How to complete this task: Where a line in the listing below contains the word "green", copy that line.

Recorded data:
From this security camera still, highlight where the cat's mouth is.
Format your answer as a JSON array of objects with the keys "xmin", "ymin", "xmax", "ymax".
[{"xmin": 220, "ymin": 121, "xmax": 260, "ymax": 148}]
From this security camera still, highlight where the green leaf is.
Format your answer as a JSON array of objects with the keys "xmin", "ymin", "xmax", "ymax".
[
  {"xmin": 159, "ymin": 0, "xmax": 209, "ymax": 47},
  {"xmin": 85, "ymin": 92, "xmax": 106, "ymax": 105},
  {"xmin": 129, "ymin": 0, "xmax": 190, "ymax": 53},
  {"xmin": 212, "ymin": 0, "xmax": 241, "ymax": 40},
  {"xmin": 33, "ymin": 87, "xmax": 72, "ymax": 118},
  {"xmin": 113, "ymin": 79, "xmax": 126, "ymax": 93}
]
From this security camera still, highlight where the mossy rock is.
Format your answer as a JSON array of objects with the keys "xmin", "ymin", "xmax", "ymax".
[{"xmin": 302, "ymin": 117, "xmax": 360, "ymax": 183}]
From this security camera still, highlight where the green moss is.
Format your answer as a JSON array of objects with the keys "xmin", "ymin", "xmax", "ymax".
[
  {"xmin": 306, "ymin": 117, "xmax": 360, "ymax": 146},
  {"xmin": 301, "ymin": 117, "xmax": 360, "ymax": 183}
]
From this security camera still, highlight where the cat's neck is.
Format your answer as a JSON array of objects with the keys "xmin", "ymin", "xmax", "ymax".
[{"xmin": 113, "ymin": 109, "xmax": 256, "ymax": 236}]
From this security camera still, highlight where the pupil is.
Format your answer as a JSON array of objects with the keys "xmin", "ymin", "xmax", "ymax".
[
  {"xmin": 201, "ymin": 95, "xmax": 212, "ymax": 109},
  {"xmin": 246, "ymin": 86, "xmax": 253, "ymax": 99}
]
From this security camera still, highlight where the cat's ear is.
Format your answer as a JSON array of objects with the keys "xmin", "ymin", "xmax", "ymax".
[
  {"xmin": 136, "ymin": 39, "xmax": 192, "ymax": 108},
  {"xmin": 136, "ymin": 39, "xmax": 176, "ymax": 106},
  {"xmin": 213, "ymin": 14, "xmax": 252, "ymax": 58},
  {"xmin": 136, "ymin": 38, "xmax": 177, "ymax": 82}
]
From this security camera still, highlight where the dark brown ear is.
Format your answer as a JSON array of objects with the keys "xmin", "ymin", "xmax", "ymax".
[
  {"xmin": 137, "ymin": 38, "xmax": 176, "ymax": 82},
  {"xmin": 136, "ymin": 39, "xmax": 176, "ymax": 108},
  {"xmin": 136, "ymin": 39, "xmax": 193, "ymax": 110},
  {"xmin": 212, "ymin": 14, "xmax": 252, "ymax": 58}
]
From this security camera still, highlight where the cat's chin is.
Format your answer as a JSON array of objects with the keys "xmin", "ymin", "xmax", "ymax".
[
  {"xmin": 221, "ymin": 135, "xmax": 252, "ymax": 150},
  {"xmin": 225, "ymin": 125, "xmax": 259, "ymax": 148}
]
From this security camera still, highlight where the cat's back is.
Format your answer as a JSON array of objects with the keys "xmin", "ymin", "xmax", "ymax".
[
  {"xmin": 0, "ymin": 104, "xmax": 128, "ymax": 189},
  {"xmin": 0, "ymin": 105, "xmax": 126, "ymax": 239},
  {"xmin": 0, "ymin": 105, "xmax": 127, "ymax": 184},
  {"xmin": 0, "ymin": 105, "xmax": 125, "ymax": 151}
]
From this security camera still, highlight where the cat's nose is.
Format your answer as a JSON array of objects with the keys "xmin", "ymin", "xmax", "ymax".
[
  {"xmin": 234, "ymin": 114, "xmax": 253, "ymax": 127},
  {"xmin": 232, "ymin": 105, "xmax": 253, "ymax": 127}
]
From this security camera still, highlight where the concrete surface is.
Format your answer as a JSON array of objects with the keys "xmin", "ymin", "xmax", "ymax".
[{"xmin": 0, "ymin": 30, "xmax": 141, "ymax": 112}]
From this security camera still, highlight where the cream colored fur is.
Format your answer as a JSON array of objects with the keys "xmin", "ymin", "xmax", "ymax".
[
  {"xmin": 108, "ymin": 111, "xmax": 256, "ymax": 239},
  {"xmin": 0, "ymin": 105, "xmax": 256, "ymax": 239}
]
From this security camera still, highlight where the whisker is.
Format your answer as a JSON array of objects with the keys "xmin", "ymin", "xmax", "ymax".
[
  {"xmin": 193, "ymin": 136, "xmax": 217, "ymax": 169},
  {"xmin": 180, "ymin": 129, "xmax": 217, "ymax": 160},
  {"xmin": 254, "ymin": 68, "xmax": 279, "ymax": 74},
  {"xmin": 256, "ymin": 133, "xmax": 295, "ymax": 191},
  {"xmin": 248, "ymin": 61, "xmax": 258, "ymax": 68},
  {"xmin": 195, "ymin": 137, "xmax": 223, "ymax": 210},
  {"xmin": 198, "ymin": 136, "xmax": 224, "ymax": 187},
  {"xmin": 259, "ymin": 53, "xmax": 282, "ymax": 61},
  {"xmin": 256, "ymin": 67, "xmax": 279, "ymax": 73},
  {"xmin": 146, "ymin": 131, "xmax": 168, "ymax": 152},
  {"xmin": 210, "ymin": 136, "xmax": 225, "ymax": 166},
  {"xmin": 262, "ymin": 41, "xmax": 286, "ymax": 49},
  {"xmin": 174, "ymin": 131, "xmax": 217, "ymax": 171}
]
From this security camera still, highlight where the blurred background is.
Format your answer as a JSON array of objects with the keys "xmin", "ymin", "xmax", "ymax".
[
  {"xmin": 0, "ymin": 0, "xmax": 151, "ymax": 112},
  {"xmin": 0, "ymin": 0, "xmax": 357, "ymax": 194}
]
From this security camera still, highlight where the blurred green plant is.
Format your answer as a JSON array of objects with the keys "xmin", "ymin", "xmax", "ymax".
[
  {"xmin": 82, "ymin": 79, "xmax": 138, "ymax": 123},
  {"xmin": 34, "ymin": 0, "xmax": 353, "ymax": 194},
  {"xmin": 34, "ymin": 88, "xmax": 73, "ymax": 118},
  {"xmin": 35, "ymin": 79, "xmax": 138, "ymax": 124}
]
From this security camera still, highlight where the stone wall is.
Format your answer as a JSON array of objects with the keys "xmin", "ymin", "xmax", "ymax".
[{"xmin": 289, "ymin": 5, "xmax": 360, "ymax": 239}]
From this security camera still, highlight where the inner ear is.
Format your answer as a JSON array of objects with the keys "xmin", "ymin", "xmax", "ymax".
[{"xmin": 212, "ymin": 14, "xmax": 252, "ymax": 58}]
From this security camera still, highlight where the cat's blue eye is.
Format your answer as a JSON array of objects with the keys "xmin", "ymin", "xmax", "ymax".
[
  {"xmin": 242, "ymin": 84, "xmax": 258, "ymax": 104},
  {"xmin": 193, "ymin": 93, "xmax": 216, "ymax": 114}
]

Output of the task:
From this security camera still, highlight where the green leaf is.
From this security camera still, highlight where the green moss is.
From this security camera still, highlight where the blurred green plant is.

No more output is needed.